**EXERCISE A:**
From the Visteon pay dispute excerpt below, write down the passage from "1. The EJ held" up to and including "after 1 March 2001.", word for word.

Begin TEXT EXCERPT

Representation in respect of new Visteon UK Limited employees hired following legal separation of Visteon UK Limited from Ford will be the subject of discussion between Ford, Visteon UK Limited and the appropriate national unions in the UK."

  1. The EJ held that for collective bargaining purposes employees of Visteon UK Ltd. and subsequently the Respondent were divided into three groups. The "blue" transferred group comprise original Ford employees who transferred to Visteon UK Ltd. on 28 April 2000. The "purple" group are new hires who joined after 28 April 2000 but before 1 March 2001. The "orange" group are employees who joined after 1 March 2001.
  1. The EJ set out in paragraph 21 the Ford pay agreements from 1 December 1999 to 16 October 2008. The final agreement was a 3 year agreement which was not mirrored by the Respondent and it is that pay increase which gave rise to these claims. Not only employees in the "blue" transferred group but also those in the "purple" and "orange" groups were given the same pay increases as those for Ford employees up to but not including 2008.
  1. In accordance with the MTA, until 28 April 2006 former Ford employees who transferred to Visteon UK and thereafter to the Respondent were represented in the Ford Procedure and bargaining arrangements. The terms of new hires were the subject of collective agreements reached with the Respondent by their representatives.
  1. An "Amending Agreement – Pay, Pensions and Competitiveness – Visteon UK Ltd." entered into on 20 December 2006 ('the Amending Agreement') was the first collective agreement negotiated with the Respondent rather than with Ford which purported to set rates for "Visteon Mirrored Terms employees" as well as for new hire and competitive cost rate employees. All the employees in the occupational groups covered by the Amending Agreement, whether they were "blue", "purple" or "orange" were given the same percentage increases which in turn were the same as the Ford increase. The Amending Agreement fixed pay increases for two years until November 2008.
  1. A procedure agreement was entered into on 14 June 2007 by the Respondent with UNITE ('the Procedure Agreement'). The Procedure Agreement regulated:

"…the procedure for the relationship between [the Respondent] and UNITE representing the members who are on the General Salary Roll, Professional level and Hourly Manual Employees of [the Respondent]."

It was a general principal of the Procedure Agreement that:

"c) [The Respondent] confirms that UNITE has exclusive rights to negotiate on behalf of, or represent the Employees defined as part of this Agreement.

d) UNITE has the right to exercise it's (sic) functions within the provisions of this Agreement on the basis that matters concerning major terms and conditions will be the subject of determination at the [Respondent] NJNC [National Joint Negotiating Council]…"

  1. The Union negotiators requested that former Ford employees be given a pay increase mirroring that in Ford for 2008 and 2009. The Respondent offered a lower percentage increase to the "blue" transferred group, which is likely to have been the same as that give to new hires and competitive cost rate employees. However the "blue" transferred group were in addition offered a cash lump sum. The offer was made subject to conditions which included "no further 'Mirroring' of Ford changes to terms and conditions" and "Cessation of all legal actions pursuant to the claim for the non-payment of the 5.25% pay increase from November 2008." The Respondent made the final increased offer on 20 July 2010. The EJ recorded that negotiations were still continuing at the date of the hearing before him and there had been no pay increases.

End TEXT EXCERPT

**EXERCISE B:**
Count the lines in the records that contain the string "form". Reply with the number alone.

Begin RECORDS TO USE

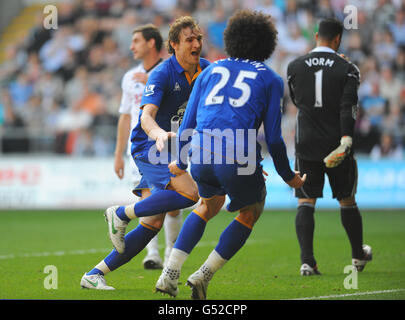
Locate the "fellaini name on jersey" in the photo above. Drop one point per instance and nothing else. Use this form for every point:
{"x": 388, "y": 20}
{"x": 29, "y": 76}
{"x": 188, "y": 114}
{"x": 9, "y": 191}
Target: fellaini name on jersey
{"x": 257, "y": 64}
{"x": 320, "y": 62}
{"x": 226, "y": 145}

End RECORDS TO USE
Begin RECORDS TO USE

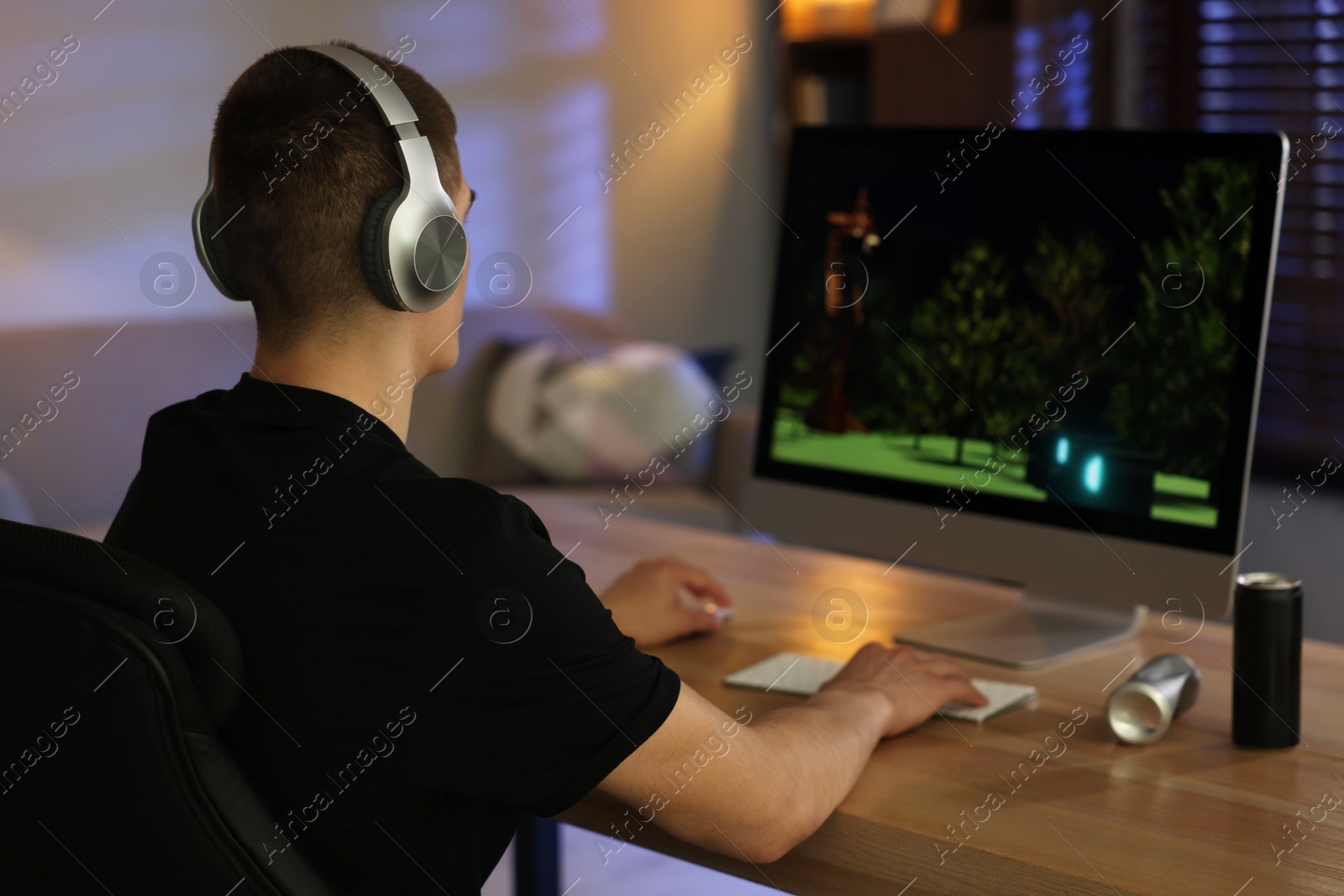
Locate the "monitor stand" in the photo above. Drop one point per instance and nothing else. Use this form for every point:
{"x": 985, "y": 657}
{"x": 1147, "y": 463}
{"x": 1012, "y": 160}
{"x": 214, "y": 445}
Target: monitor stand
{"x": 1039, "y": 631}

End RECORDS TO USE

**FINISHED ANSWER A:**
1. The EJ held that for collective bargaining purposes employees of Visteon UK Ltd. and subsequently the Respondent were divided into three groups. The "blue" transferred group comprise original Ford employees who transferred to Visteon UK Ltd. on 28 April 2000. The "purple" group are new hires who joined after 28 April 2000 but before 1 March 2001. The "orange" group are employees who joined after 1 March 2001.

**FINISHED ANSWER B:**
2